Task description: Each line of the listing where the string "cardigan" appears is to be identified and copied.

········

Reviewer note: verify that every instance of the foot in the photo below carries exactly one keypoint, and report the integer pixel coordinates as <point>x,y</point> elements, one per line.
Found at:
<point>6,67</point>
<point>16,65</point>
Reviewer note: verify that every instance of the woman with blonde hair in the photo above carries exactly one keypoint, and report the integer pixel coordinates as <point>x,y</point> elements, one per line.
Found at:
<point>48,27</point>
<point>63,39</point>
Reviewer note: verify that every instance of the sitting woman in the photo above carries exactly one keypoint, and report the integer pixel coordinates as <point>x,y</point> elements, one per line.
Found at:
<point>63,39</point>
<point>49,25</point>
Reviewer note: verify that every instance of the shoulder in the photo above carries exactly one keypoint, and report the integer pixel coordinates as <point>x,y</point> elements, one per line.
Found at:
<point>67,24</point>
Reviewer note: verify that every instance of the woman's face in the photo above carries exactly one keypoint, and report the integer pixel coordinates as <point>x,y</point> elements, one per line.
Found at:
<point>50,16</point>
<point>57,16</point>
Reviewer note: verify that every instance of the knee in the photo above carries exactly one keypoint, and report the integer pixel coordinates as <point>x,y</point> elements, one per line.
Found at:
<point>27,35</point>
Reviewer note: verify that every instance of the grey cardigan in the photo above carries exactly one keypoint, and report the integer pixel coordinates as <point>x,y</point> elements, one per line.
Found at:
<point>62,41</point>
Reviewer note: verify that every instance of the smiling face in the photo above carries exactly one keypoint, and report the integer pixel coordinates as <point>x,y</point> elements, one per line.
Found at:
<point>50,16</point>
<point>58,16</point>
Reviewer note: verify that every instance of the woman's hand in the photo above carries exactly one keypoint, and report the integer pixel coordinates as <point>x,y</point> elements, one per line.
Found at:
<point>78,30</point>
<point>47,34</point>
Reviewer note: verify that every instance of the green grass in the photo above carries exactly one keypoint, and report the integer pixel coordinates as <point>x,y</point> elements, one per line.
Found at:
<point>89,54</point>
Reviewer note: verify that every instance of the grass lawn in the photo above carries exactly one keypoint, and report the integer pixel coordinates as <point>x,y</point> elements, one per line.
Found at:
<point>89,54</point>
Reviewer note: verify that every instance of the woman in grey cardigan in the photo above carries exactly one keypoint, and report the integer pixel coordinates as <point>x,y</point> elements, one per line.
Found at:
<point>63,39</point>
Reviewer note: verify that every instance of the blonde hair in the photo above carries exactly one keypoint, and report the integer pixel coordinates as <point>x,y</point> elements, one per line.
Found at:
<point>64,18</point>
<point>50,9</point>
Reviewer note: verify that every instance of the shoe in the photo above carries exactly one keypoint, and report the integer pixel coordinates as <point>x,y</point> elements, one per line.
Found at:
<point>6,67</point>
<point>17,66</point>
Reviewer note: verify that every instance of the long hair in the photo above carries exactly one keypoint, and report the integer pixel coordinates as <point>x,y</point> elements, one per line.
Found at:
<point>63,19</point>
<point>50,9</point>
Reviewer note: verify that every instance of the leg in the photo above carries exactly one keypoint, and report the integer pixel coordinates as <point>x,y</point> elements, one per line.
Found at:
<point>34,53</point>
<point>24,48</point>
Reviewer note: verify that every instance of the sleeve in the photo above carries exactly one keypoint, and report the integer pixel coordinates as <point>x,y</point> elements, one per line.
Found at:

········

Finished exercise:
Reviewer note: verify that every instance of the grey cardigan in the photo above carries exactly one keypoint, and report the integer pixel coordinates as <point>x,y</point> elements, one per line.
Reviewer note: verify that every instance of the woman in grey cardigan in the photo above carries exactly one keypoint, and report the integer pixel coordinates as <point>x,y</point> elements, one per line.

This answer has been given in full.